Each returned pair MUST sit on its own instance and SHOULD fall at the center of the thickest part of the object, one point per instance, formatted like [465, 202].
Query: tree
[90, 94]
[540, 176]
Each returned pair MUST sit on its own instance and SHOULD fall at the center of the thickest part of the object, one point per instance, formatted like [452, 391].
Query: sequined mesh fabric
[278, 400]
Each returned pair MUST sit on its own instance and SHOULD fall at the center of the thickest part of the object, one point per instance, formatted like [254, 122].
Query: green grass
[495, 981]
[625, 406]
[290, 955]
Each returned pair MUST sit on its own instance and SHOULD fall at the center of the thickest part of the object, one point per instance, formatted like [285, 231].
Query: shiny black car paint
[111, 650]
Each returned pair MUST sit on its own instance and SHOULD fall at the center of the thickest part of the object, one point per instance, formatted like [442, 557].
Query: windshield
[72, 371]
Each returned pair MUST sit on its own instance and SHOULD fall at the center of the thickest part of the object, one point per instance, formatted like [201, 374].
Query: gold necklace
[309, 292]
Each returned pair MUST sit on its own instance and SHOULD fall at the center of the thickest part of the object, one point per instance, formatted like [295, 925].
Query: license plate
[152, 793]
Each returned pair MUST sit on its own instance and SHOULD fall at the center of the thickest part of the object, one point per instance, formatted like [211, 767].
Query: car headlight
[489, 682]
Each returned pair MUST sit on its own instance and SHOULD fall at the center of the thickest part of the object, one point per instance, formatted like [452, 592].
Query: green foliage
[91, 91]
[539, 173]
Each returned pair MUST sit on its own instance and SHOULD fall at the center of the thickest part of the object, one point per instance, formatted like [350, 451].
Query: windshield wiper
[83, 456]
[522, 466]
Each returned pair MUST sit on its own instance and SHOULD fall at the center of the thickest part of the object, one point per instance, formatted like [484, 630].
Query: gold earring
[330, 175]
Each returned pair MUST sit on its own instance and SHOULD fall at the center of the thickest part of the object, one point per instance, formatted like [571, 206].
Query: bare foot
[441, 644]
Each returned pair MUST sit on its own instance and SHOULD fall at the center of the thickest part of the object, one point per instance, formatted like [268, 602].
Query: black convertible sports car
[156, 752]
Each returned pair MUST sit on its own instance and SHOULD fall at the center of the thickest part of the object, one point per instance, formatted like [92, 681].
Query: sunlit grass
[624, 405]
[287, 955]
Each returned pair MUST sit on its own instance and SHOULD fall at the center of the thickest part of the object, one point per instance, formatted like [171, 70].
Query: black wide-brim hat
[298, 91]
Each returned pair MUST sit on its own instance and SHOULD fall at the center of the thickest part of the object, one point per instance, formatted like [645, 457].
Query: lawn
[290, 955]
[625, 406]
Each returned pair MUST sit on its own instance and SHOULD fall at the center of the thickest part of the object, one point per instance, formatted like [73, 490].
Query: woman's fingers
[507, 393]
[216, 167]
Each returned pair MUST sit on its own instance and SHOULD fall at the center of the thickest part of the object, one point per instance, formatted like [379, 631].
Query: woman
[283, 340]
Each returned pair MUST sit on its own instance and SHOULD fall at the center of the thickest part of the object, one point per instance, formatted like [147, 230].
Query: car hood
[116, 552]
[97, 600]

▶ Instructions to follow: Print from the line containing "like [73, 490]." to the last line above, exactly as written.

▶ Answer to this exercise:
Each returned pair MUST sit on its own instance and SHOULD fall at the center of the thickest part of the object, one point per instance, formatted like [73, 490].
Query: woman's fingers
[507, 393]
[216, 167]
Each returned pair MUST sit on its own instance and SHOULD fall at the center of the thickest part of the object, one point per instance, formatted like [379, 631].
Query: woman
[283, 340]
Each returned pair MUST sit on its own instance and SHOULD fall at the center of the thickest part of the object, one point per instance, formatted like [147, 230].
Query: car hood
[116, 552]
[97, 600]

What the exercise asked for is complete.